- **Provided information**:

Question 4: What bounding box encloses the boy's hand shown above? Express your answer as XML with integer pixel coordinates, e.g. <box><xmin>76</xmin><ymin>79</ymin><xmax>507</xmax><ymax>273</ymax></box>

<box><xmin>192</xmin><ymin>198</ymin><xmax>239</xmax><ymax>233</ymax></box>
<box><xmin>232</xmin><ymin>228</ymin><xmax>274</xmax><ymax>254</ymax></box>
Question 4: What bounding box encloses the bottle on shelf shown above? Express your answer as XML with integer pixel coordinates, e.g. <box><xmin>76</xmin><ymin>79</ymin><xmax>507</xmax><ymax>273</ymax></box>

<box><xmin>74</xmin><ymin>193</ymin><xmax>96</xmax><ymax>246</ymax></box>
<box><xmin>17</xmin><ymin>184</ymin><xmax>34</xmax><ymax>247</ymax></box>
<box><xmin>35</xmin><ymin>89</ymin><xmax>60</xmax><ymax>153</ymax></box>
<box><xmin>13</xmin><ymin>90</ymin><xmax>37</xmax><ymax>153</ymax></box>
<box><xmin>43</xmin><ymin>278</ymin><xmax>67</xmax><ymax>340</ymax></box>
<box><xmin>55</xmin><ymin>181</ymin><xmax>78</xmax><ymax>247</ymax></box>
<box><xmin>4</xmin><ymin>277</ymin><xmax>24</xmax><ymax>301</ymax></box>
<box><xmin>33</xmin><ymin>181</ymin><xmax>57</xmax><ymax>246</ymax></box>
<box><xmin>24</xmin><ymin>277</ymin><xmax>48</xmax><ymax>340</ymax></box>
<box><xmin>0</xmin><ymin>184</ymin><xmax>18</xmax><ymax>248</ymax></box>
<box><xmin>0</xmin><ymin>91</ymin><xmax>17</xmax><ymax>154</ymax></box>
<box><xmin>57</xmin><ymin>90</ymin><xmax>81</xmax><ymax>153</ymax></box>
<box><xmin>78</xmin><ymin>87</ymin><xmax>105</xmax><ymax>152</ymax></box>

- **Task description**: Report each line above that contains the word "shelf", copying every such line in full.

- **Response to this exercise**:
Question 4: What bounding box encloses the bottle on shelf shown above? Express your answer as XML with integer pixel coordinates, e.g. <box><xmin>76</xmin><ymin>79</ymin><xmax>507</xmax><ymax>273</ymax></box>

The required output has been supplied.